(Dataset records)
=======

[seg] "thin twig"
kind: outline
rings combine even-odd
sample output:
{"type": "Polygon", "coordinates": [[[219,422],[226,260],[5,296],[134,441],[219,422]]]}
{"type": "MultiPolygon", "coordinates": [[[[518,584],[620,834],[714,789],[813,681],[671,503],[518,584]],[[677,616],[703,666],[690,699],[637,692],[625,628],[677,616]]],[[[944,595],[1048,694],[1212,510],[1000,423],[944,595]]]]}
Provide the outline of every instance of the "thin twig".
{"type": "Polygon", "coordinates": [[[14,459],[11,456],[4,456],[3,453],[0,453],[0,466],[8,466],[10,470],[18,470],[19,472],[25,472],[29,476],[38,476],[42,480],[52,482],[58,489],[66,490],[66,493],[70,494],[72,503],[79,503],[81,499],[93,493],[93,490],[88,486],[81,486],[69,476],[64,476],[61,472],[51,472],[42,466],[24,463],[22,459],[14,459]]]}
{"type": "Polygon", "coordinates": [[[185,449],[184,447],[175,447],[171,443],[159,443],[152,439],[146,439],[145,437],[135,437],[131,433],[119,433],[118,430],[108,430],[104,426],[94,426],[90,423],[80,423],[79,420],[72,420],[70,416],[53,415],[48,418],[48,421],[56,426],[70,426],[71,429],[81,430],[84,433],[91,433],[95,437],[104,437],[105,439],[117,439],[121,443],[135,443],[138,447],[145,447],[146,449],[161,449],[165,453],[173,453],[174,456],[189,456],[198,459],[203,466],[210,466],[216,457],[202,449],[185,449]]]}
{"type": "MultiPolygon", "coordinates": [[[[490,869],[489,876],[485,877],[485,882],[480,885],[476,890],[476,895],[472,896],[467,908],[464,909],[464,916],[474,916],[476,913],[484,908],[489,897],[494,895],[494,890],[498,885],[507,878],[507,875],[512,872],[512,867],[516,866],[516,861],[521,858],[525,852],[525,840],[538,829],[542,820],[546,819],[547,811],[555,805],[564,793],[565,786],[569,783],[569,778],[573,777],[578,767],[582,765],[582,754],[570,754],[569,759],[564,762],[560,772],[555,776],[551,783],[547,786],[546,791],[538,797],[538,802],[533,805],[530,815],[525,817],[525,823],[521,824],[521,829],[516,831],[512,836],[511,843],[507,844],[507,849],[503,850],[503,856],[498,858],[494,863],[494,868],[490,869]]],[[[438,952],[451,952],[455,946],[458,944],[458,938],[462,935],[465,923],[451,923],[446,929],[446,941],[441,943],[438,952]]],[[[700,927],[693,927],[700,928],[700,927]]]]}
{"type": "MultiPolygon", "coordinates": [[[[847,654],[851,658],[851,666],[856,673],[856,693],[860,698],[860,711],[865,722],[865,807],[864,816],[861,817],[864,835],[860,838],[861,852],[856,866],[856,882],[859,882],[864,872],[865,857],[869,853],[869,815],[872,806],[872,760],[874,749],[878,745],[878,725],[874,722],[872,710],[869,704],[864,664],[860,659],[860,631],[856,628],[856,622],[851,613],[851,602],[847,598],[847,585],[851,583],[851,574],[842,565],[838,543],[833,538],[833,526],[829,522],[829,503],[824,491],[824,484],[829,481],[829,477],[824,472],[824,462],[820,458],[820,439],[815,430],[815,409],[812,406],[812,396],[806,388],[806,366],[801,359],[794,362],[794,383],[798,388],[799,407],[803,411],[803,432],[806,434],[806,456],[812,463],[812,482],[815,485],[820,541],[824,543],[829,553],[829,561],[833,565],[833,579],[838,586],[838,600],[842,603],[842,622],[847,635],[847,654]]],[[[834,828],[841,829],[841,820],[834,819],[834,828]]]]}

=======

What the task requires: Reproduce the entire listing above word for word, changing nothing.

Task answer:
[seg] "thin twig"
kind: outline
rings combine even-odd
sample output:
{"type": "Polygon", "coordinates": [[[219,422],[226,260],[5,296],[134,441],[219,422]]]}
{"type": "MultiPolygon", "coordinates": [[[[518,584],[620,834],[714,789],[813,681],[671,503],[518,584]],[[677,616],[703,666],[690,699],[637,692],[625,628],[677,616]]],[[[944,595],[1048,694],[1212,510],[1000,423],[944,595]]]]}
Provide the outline of every instance of the "thin twig".
{"type": "Polygon", "coordinates": [[[14,459],[11,456],[4,456],[3,453],[0,453],[0,466],[8,466],[10,470],[18,470],[19,472],[25,472],[29,476],[38,476],[42,480],[52,482],[58,489],[66,490],[66,493],[70,494],[72,503],[79,503],[81,499],[93,493],[93,490],[88,486],[81,486],[69,476],[64,476],[61,472],[51,472],[42,466],[24,463],[22,459],[14,459]]]}
{"type": "Polygon", "coordinates": [[[185,449],[184,447],[175,447],[171,443],[159,443],[152,439],[146,439],[145,437],[135,437],[131,433],[119,433],[118,430],[108,430],[104,426],[94,426],[90,423],[80,423],[79,420],[72,420],[70,416],[53,415],[48,418],[48,421],[56,426],[70,426],[71,429],[81,430],[84,433],[91,433],[95,437],[104,437],[105,439],[117,439],[121,443],[135,443],[138,447],[145,447],[146,449],[161,449],[165,453],[173,453],[174,456],[189,456],[198,459],[203,466],[210,466],[216,457],[202,449],[185,449]]]}
{"type": "MultiPolygon", "coordinates": [[[[490,869],[489,876],[485,877],[485,882],[480,885],[476,890],[476,895],[472,896],[467,908],[464,909],[464,916],[474,916],[476,913],[484,908],[489,897],[494,895],[494,890],[498,885],[507,878],[507,875],[512,872],[512,867],[516,866],[516,861],[521,858],[525,852],[525,840],[538,829],[542,820],[546,819],[547,811],[555,805],[564,793],[565,786],[569,783],[569,778],[573,777],[578,767],[582,765],[582,754],[570,754],[569,759],[564,762],[560,772],[555,776],[551,783],[547,786],[546,791],[538,797],[538,802],[533,805],[530,815],[525,817],[525,823],[521,824],[521,829],[516,831],[512,836],[511,843],[507,844],[507,849],[503,850],[503,856],[498,858],[494,863],[494,868],[490,869]]],[[[438,952],[451,952],[455,946],[458,944],[458,938],[462,935],[465,923],[451,923],[446,929],[446,941],[441,943],[438,952]]],[[[700,927],[693,927],[700,928],[700,927]]]]}
{"type": "MultiPolygon", "coordinates": [[[[847,654],[851,658],[851,666],[856,673],[856,693],[860,698],[860,711],[865,722],[865,807],[864,816],[861,817],[864,835],[860,838],[861,852],[856,866],[856,882],[859,882],[864,872],[865,857],[869,853],[869,815],[872,806],[872,760],[874,749],[878,745],[878,725],[874,722],[872,710],[869,704],[864,664],[860,659],[860,631],[856,628],[856,622],[851,613],[851,602],[847,598],[847,585],[851,583],[851,574],[842,565],[838,543],[833,538],[833,526],[829,522],[829,503],[824,491],[824,484],[829,481],[829,477],[824,472],[824,462],[820,458],[820,439],[815,430],[815,409],[812,406],[812,396],[806,388],[806,366],[801,359],[794,362],[794,383],[798,388],[799,407],[803,411],[803,432],[806,434],[806,456],[812,463],[812,482],[815,485],[820,541],[824,543],[829,553],[829,561],[833,565],[833,579],[838,586],[838,600],[842,603],[842,622],[847,635],[847,654]]],[[[834,828],[841,829],[841,820],[834,819],[834,828]]]]}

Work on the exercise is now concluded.